Instructions to follow:
Pull out every line of the listing that contains the string "target", and copy each one in full.

Source data:
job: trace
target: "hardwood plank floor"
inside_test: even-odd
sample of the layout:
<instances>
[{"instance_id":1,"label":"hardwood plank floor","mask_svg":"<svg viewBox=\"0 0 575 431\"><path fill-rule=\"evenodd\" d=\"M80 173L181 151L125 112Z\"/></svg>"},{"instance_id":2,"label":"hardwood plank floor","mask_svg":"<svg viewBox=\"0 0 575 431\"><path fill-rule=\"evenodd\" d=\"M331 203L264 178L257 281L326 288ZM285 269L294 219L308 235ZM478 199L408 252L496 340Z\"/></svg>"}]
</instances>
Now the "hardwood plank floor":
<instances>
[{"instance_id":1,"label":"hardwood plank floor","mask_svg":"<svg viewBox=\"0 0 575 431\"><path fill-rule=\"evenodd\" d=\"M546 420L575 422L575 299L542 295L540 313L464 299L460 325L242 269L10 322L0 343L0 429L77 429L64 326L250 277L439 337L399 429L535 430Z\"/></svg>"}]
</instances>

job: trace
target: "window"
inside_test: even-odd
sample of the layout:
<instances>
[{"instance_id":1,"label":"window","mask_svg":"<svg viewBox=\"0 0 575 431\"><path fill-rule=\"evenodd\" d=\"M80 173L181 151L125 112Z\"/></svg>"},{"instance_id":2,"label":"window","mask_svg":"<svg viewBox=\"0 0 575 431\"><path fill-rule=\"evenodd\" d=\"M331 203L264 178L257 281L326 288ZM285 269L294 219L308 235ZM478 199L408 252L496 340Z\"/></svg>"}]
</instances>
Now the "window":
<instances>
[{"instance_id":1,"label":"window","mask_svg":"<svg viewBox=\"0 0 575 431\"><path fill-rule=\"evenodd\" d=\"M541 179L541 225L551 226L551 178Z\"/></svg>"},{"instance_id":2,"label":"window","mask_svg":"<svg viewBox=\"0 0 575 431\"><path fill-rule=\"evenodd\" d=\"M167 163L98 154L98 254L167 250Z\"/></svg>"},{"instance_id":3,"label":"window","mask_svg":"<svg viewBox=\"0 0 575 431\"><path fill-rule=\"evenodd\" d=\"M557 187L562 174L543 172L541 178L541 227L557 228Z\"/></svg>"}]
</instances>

Result for this exercise:
target: "hardwood plank floor"
target: "window"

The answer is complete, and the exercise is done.